*What you have to do*
Reproduce word for word the portion of the records that opens with the line containing "Your job is to locate each snowy path" and closes with the line containing "[291,373,334,385]". Include both of those lines and nothing else.

*Records to process*
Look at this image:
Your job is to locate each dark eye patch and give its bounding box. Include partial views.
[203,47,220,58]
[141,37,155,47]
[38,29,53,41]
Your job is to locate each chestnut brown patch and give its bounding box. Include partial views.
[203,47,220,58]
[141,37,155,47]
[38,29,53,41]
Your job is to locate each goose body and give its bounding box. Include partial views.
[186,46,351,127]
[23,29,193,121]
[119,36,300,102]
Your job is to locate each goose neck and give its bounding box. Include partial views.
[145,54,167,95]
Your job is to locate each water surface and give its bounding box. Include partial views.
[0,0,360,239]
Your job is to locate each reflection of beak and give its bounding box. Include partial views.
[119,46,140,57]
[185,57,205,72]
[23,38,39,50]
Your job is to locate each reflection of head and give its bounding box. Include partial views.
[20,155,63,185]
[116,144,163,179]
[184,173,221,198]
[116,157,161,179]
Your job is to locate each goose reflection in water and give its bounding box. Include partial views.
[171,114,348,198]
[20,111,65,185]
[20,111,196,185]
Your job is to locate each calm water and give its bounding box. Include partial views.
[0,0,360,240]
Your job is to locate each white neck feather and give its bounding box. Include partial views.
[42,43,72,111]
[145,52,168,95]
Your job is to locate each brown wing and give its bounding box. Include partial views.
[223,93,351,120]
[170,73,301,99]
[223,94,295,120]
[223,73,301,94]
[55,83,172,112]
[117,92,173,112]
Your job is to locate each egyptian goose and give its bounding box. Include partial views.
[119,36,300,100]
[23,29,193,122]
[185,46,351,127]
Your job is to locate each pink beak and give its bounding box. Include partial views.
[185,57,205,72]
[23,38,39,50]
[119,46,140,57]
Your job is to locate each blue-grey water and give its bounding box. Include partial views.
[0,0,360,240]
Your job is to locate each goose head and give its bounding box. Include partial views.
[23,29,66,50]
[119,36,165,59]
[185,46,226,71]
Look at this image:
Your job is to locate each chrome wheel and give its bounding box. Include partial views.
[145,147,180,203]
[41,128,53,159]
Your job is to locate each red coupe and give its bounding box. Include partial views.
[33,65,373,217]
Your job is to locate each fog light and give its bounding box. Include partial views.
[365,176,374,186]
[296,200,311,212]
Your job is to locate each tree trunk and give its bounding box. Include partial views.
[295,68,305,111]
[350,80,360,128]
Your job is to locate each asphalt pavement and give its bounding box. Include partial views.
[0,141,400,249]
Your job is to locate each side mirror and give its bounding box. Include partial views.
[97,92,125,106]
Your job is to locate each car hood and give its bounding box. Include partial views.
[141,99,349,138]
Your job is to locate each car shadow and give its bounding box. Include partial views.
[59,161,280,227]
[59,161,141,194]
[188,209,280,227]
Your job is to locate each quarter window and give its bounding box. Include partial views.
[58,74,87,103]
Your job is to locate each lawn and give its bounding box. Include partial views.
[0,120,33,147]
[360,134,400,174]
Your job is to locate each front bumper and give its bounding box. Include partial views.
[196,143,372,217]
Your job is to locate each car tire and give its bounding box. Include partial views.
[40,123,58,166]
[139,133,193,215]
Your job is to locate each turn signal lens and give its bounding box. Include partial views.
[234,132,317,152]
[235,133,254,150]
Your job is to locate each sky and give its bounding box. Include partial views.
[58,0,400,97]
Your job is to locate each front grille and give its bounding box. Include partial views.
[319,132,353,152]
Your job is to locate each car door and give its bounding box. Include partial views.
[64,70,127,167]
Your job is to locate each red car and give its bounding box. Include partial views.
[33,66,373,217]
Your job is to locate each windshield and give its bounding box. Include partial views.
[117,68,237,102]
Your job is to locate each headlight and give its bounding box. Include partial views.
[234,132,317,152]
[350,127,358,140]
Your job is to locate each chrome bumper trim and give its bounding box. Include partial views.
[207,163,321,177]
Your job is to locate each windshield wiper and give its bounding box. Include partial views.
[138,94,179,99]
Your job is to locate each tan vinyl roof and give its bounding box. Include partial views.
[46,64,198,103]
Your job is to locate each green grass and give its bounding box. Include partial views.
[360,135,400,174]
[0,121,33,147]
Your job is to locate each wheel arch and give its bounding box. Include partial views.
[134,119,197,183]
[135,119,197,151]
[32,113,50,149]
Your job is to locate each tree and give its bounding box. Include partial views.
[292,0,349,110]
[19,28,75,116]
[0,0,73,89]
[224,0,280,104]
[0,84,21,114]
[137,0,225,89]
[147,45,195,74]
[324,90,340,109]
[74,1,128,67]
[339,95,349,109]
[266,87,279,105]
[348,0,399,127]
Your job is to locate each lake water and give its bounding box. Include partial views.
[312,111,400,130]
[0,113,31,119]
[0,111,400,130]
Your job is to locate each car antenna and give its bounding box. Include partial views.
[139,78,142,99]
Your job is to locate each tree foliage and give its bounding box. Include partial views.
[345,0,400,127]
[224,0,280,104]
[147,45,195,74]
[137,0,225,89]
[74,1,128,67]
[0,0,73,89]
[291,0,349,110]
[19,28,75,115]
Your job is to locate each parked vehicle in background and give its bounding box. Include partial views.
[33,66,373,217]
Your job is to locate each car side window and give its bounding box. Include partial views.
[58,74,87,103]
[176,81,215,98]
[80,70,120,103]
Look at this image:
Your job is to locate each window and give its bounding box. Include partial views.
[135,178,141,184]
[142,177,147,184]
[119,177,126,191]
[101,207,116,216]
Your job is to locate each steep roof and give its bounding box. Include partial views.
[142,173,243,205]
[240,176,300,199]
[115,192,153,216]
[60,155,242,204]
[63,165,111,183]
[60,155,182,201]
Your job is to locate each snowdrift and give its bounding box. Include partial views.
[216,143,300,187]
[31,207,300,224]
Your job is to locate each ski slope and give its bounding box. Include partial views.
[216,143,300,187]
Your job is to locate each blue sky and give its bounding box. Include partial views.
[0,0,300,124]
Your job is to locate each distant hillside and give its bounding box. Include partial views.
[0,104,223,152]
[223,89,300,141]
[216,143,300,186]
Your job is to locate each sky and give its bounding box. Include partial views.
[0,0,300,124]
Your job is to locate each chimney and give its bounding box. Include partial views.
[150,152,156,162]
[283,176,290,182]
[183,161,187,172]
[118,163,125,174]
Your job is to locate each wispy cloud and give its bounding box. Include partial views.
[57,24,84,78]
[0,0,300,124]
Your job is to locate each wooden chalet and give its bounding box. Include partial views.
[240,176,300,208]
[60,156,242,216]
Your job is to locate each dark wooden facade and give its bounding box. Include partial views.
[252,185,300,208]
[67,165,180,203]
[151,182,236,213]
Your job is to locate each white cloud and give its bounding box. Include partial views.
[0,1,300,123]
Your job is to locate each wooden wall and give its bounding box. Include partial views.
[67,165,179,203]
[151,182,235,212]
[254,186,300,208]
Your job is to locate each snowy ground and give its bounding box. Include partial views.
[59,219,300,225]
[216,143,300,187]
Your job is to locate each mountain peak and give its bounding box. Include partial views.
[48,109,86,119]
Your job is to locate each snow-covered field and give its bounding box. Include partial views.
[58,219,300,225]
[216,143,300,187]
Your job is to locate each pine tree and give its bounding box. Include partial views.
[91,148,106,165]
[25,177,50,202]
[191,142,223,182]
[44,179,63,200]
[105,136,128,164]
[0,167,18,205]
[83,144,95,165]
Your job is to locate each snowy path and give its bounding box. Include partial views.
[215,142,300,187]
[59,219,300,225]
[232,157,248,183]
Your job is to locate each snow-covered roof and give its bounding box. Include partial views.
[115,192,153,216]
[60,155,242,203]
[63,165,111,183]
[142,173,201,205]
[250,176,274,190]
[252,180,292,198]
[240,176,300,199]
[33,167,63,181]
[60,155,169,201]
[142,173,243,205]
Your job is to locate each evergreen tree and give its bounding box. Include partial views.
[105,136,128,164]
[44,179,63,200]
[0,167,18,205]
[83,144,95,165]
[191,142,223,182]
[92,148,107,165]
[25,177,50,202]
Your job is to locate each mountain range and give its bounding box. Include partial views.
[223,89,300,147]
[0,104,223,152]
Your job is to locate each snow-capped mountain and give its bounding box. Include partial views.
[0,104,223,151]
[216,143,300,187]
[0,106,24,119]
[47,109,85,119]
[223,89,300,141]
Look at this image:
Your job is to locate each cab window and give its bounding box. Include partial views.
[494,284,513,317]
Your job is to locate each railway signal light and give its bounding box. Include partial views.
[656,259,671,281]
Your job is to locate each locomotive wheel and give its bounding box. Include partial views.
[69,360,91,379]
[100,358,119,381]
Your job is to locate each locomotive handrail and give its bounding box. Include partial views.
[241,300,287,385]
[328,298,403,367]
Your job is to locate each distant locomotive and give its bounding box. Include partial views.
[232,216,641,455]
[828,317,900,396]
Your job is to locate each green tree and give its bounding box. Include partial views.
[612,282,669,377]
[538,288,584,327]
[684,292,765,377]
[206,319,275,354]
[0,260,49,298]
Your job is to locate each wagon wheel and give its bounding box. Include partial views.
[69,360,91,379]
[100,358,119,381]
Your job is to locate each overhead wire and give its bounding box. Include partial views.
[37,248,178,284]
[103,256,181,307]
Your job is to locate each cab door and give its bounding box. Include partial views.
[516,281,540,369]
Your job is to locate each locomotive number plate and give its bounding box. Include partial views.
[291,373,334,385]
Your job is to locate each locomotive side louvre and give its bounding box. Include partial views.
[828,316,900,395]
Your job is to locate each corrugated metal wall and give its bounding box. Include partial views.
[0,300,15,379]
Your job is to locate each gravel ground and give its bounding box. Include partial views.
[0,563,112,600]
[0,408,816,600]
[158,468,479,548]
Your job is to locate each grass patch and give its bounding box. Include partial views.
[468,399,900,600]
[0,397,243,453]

*Full answer*
Your job is to locate each snowy path and give its bounding box. Include partial views.
[215,142,300,187]
[59,219,300,225]
[232,157,248,183]
Your job is to locate each snow-covered roof and give its bounding box. Include partial views.
[115,192,153,216]
[60,155,242,203]
[63,165,111,183]
[142,173,201,205]
[250,176,274,190]
[252,180,292,198]
[240,176,300,199]
[33,167,63,181]
[60,155,169,201]
[142,173,243,205]
Your job is to locate each evergreen tree and give its bounding box. Include partial views.
[105,136,128,164]
[44,179,63,200]
[0,167,18,205]
[83,144,95,165]
[191,142,223,182]
[92,148,107,165]
[25,177,50,202]
Your job is to locate each mountain range and give its bounding box. Include partial views.
[223,89,300,147]
[0,104,223,152]
Your job is to locate each snow-capped mountain and give its bounding box. Include partial views.
[0,104,223,151]
[216,143,300,187]
[0,106,24,119]
[47,109,85,119]
[223,89,300,141]
Look at this image:
Your job is to locate each cab window and give its bounding box. Include partial views.
[494,284,513,317]
Your job is to locate each railway signal light and give its bounding box. Include partial views.
[656,259,671,281]
Your job is to locate each locomotive wheel and give its bounding box. Include partial views.
[69,360,91,379]
[100,358,119,381]
Your job is to locate each locomotive handrail and give its bounding box. Include partial views.
[241,300,287,385]
[328,298,403,367]
Your job is to locate each distant locomotive and give its bounding box. Include partial views.
[232,216,641,455]
[828,317,900,396]
Your job is to locate each green tree and give its bounding box. Include partial views.
[612,282,669,377]
[538,288,584,327]
[684,292,765,377]
[206,319,275,354]
[0,260,49,298]
Your job is to locate each wagon wheel and give its bounding box. Include partial views.
[69,360,91,379]
[100,358,119,381]
Your job is to locate each overhead wire and give its bounding box. Include partial views.
[37,248,178,284]
[103,256,181,307]
Your job is to locate each cab door and give its bounding box. Include partial views.
[516,281,540,369]
Your job is to locate each locomotive number plate and give its bounding box. Include partial views.
[291,373,334,385]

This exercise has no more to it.